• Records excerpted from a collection

◇ ◇ ◇ ◇

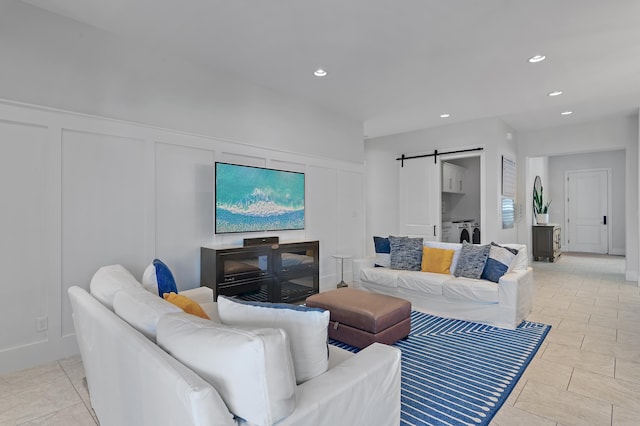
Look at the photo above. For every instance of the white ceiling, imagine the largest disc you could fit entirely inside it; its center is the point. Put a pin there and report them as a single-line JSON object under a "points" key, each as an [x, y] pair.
{"points": [[397, 65]]}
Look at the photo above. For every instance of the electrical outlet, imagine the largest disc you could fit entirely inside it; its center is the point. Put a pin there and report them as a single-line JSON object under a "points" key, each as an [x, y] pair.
{"points": [[42, 323]]}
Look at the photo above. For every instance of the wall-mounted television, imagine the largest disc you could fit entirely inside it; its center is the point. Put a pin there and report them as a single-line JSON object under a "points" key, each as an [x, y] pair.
{"points": [[251, 199]]}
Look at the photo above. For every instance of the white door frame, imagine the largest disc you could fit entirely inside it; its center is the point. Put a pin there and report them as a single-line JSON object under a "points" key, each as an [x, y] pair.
{"points": [[565, 235]]}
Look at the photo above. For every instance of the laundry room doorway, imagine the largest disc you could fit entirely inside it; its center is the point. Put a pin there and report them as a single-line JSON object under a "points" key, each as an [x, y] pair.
{"points": [[461, 204]]}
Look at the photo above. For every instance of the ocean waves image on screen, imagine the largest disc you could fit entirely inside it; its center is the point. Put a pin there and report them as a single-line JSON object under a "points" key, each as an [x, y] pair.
{"points": [[256, 199]]}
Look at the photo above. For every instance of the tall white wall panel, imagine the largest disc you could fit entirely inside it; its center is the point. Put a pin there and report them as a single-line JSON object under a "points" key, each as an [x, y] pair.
{"points": [[103, 208], [80, 192], [184, 209], [23, 216]]}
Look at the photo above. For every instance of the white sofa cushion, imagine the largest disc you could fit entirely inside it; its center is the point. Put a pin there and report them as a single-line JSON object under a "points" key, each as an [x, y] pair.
{"points": [[522, 258], [456, 247], [109, 280], [469, 289], [142, 310], [306, 328], [251, 368], [424, 282], [381, 276]]}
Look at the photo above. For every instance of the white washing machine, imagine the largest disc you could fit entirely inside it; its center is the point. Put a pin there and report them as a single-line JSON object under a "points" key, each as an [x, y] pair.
{"points": [[449, 234], [465, 230], [474, 230], [462, 230]]}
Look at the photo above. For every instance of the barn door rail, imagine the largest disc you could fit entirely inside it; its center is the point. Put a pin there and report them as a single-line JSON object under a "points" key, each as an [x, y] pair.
{"points": [[434, 155]]}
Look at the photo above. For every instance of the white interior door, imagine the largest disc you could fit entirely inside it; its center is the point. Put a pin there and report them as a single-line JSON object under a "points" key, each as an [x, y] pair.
{"points": [[587, 210], [419, 197]]}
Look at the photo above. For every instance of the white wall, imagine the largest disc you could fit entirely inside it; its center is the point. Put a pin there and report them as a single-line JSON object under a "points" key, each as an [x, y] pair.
{"points": [[54, 61], [82, 191], [615, 133], [382, 172], [612, 160]]}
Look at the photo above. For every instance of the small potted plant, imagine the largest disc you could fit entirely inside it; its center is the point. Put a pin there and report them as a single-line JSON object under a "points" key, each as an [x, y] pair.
{"points": [[540, 208]]}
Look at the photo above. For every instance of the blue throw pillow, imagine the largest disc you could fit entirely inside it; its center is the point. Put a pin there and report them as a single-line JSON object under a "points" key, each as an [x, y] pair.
{"points": [[383, 252], [406, 253], [498, 262], [472, 260], [157, 278]]}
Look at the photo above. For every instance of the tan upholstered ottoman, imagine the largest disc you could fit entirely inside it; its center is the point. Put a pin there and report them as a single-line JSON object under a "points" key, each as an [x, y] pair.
{"points": [[360, 318]]}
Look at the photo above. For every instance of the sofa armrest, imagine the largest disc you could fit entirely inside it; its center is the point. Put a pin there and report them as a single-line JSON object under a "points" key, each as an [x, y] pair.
{"points": [[515, 290], [199, 295], [359, 264], [350, 393]]}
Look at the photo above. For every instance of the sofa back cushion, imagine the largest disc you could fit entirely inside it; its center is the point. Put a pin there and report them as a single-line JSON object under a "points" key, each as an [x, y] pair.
{"points": [[472, 260], [142, 309], [498, 262], [251, 368], [406, 253], [306, 328], [383, 252], [158, 279], [109, 280], [456, 247], [436, 260]]}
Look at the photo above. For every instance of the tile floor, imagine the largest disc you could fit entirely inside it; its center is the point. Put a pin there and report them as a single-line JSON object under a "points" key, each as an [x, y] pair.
{"points": [[587, 371]]}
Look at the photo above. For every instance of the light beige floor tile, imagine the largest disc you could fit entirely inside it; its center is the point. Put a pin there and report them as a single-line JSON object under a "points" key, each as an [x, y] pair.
{"points": [[627, 370], [36, 376], [76, 374], [549, 373], [629, 337], [567, 314], [625, 416], [615, 323], [76, 415], [568, 339], [509, 416], [572, 357], [38, 401], [629, 315], [562, 406], [602, 311], [587, 329], [609, 389], [614, 349]]}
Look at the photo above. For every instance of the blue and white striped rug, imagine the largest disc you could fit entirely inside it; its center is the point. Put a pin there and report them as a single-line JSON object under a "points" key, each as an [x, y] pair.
{"points": [[460, 373]]}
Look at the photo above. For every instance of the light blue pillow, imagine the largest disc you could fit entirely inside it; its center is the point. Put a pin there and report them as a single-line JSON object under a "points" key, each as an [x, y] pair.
{"points": [[472, 260], [406, 253], [498, 262], [158, 279]]}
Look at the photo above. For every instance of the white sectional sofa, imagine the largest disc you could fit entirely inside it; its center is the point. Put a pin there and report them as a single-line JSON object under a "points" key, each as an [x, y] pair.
{"points": [[134, 381], [503, 304]]}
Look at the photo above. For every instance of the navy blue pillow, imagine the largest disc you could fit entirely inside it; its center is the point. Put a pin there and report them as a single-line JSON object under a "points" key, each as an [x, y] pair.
{"points": [[164, 277], [383, 252], [498, 262]]}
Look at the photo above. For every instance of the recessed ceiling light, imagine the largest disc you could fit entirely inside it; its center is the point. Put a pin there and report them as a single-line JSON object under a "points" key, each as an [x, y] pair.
{"points": [[537, 58]]}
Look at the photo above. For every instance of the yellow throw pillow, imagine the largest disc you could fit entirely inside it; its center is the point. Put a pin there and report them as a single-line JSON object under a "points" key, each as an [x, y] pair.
{"points": [[186, 304], [436, 260]]}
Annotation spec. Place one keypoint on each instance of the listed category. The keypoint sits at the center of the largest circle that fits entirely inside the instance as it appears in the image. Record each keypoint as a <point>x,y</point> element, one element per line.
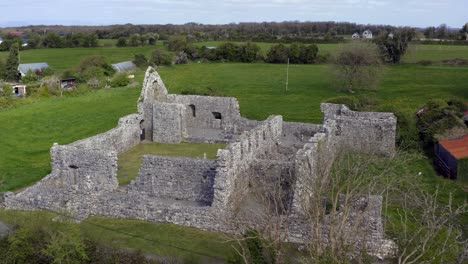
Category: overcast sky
<point>420,13</point>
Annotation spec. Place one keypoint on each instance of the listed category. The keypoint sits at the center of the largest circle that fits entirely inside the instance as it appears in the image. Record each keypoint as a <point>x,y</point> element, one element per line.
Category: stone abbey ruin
<point>204,193</point>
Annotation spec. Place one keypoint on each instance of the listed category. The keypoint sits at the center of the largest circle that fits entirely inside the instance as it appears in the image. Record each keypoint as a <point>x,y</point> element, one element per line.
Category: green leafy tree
<point>2,70</point>
<point>249,52</point>
<point>121,42</point>
<point>152,38</point>
<point>178,43</point>
<point>134,41</point>
<point>228,51</point>
<point>53,40</point>
<point>394,46</point>
<point>90,40</point>
<point>161,57</point>
<point>66,246</point>
<point>143,40</point>
<point>12,63</point>
<point>308,54</point>
<point>278,54</point>
<point>295,53</point>
<point>464,32</point>
<point>140,61</point>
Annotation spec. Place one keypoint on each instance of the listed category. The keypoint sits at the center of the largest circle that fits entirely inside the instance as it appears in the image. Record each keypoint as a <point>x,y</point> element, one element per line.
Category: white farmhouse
<point>367,34</point>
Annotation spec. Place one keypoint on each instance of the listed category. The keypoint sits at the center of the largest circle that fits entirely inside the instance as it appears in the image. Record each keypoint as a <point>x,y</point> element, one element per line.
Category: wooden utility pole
<point>287,76</point>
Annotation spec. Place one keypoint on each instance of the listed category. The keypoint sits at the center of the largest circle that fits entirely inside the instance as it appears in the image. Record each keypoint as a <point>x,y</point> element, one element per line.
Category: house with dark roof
<point>452,158</point>
<point>125,66</point>
<point>34,67</point>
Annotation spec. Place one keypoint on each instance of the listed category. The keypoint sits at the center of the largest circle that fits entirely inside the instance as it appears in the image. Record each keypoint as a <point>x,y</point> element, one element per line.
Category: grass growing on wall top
<point>129,162</point>
<point>167,237</point>
<point>27,132</point>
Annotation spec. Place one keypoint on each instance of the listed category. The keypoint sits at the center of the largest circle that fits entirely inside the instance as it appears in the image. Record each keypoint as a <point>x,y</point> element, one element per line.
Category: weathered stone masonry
<point>197,192</point>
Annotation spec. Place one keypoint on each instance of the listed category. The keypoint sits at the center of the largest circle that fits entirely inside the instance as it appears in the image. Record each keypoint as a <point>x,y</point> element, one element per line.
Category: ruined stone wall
<point>368,132</point>
<point>176,178</point>
<point>169,123</point>
<point>237,158</point>
<point>78,176</point>
<point>201,111</point>
<point>153,91</point>
<point>121,138</point>
<point>294,132</point>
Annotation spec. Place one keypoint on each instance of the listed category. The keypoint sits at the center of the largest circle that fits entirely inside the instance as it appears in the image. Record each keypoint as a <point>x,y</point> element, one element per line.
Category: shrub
<point>438,117</point>
<point>140,61</point>
<point>425,62</point>
<point>407,136</point>
<point>356,65</point>
<point>94,83</point>
<point>120,80</point>
<point>351,101</point>
<point>366,102</point>
<point>181,58</point>
<point>53,85</point>
<point>94,66</point>
<point>6,91</point>
<point>30,77</point>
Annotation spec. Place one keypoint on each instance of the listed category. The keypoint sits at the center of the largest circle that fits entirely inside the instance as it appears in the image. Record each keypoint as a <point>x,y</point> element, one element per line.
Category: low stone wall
<point>299,132</point>
<point>119,139</point>
<point>153,90</point>
<point>78,176</point>
<point>208,111</point>
<point>237,158</point>
<point>169,123</point>
<point>362,131</point>
<point>176,178</point>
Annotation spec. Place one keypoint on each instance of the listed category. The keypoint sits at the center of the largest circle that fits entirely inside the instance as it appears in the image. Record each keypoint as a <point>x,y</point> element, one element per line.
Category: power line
<point>122,232</point>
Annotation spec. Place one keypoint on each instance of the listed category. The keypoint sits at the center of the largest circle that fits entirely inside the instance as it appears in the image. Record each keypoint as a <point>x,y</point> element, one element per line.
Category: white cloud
<point>396,12</point>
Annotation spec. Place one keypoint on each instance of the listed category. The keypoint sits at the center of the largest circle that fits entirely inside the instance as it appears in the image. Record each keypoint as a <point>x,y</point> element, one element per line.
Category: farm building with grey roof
<point>34,67</point>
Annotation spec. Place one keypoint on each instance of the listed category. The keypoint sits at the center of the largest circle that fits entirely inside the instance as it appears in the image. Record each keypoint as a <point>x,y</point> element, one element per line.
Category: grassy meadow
<point>130,161</point>
<point>165,240</point>
<point>28,131</point>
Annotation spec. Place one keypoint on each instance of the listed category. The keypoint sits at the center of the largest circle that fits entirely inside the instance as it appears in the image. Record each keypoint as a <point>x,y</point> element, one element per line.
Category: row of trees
<point>359,65</point>
<point>51,40</point>
<point>231,52</point>
<point>138,40</point>
<point>9,69</point>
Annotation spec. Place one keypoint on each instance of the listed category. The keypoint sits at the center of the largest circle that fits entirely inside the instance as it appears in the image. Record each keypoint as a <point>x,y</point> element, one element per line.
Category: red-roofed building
<point>17,33</point>
<point>452,158</point>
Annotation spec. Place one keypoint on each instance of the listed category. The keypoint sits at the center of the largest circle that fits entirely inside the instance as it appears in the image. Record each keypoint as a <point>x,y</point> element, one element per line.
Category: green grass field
<point>130,161</point>
<point>260,88</point>
<point>168,238</point>
<point>435,53</point>
<point>63,59</point>
<point>28,131</point>
<point>323,48</point>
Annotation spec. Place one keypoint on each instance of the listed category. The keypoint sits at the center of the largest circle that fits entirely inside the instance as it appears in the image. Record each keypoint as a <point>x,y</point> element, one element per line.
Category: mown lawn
<point>155,239</point>
<point>27,132</point>
<point>260,88</point>
<point>435,53</point>
<point>63,59</point>
<point>265,47</point>
<point>130,161</point>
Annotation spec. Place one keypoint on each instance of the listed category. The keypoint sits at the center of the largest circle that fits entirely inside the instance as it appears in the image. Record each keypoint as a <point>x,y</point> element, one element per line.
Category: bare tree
<point>356,65</point>
<point>261,214</point>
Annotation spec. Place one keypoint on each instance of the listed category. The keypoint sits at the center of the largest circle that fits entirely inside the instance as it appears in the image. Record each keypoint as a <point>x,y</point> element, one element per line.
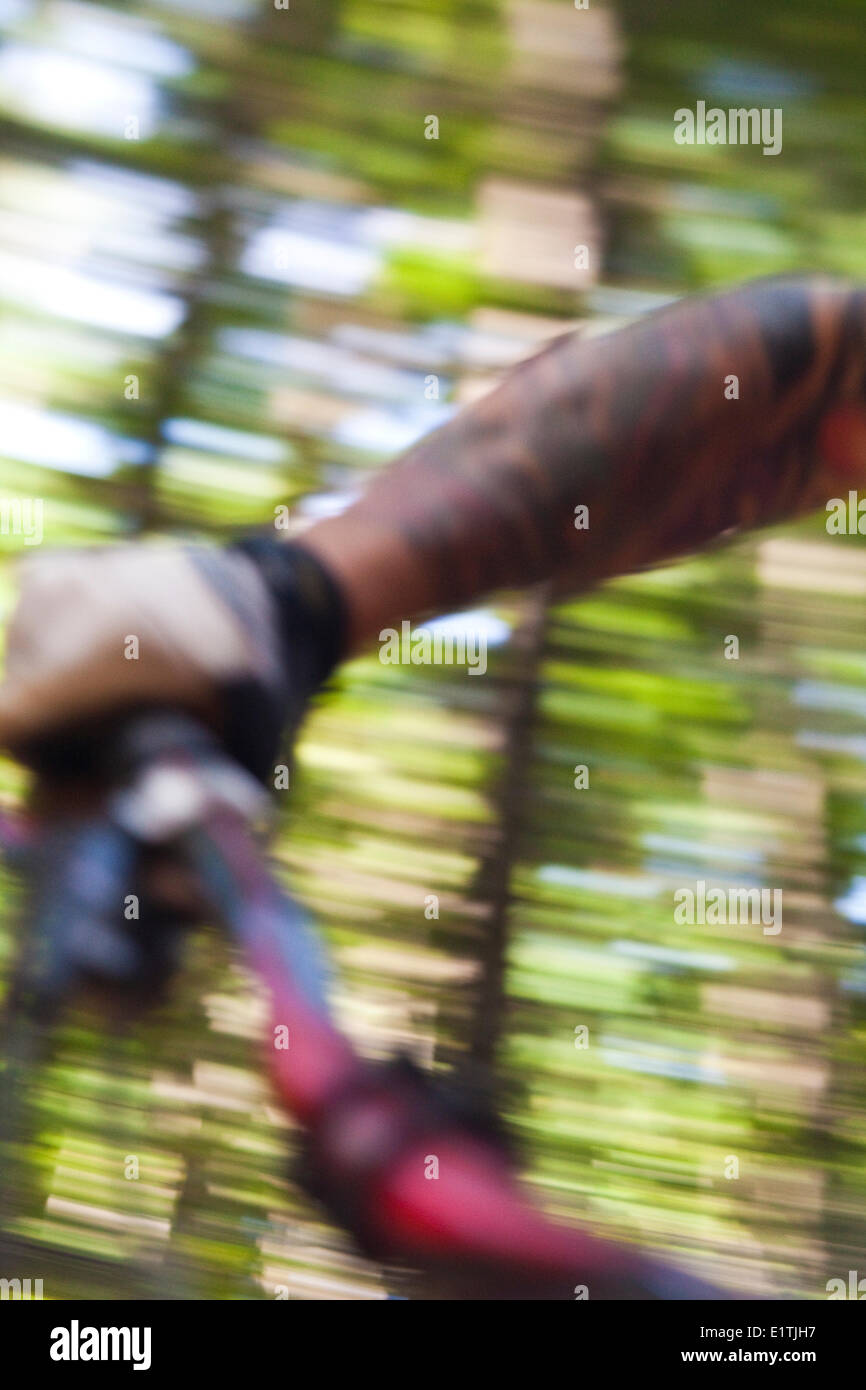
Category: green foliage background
<point>555,904</point>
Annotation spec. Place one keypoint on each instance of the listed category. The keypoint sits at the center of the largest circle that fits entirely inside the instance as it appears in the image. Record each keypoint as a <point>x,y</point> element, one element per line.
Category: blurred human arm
<point>719,413</point>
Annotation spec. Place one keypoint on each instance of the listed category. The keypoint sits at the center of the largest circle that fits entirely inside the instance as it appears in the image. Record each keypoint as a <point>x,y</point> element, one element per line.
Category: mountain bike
<point>420,1178</point>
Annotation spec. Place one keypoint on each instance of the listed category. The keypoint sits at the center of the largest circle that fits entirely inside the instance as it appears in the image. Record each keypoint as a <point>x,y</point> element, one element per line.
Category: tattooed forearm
<point>717,413</point>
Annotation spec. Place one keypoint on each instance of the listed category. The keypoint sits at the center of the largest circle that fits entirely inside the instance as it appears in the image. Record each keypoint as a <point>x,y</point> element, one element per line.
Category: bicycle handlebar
<point>373,1133</point>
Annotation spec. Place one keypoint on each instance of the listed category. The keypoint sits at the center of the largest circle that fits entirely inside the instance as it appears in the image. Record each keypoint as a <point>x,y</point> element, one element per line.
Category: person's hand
<point>224,634</point>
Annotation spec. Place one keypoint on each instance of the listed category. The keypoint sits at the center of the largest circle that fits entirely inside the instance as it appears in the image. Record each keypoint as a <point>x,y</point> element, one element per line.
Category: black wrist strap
<point>310,608</point>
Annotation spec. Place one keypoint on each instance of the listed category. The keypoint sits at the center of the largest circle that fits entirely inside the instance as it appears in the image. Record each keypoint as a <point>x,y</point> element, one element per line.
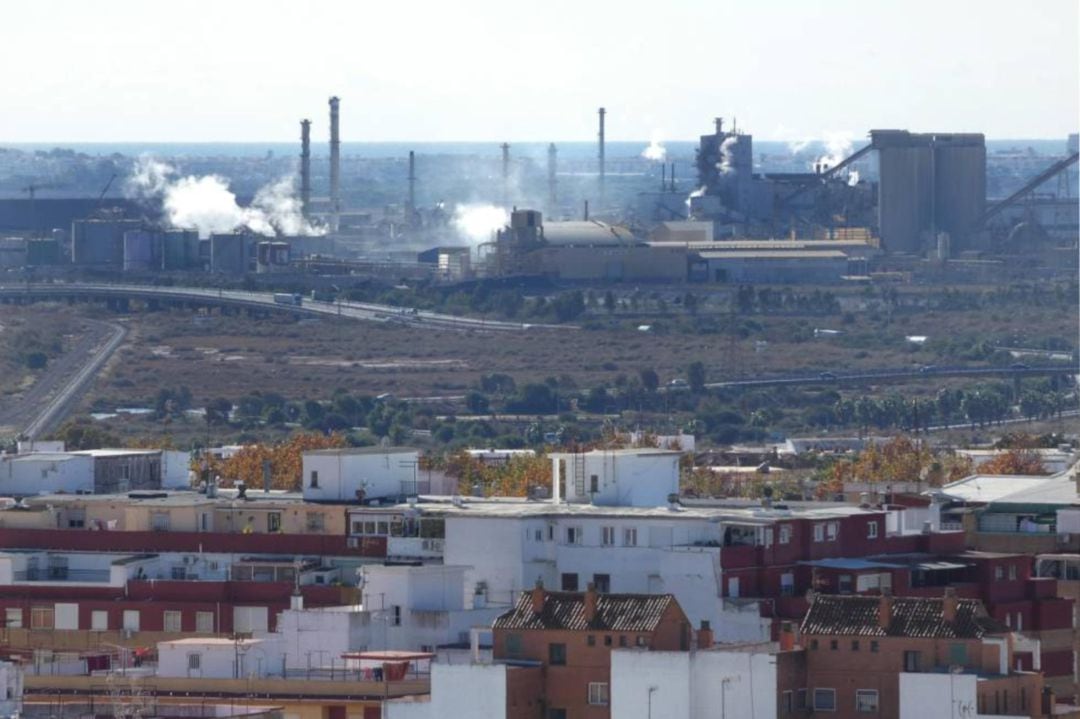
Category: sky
<point>437,70</point>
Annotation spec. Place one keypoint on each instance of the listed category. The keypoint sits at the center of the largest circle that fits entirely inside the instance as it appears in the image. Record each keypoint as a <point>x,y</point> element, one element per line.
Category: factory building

◇ ◇ ◇ ◇

• Task details
Write out exactly those lines of the records above that lie from the one with "Category: sky" through the last line, including both.

• Solved problem
Category: sky
<point>437,70</point>
Annotation spec. Place one keypoint on each instance of the listed category. The keypoint sits at the center of the largest circle that fits entirely inside the instance as it appears in the image. Record each keypoint as a <point>x,y</point> element, one element per line.
Category: factory building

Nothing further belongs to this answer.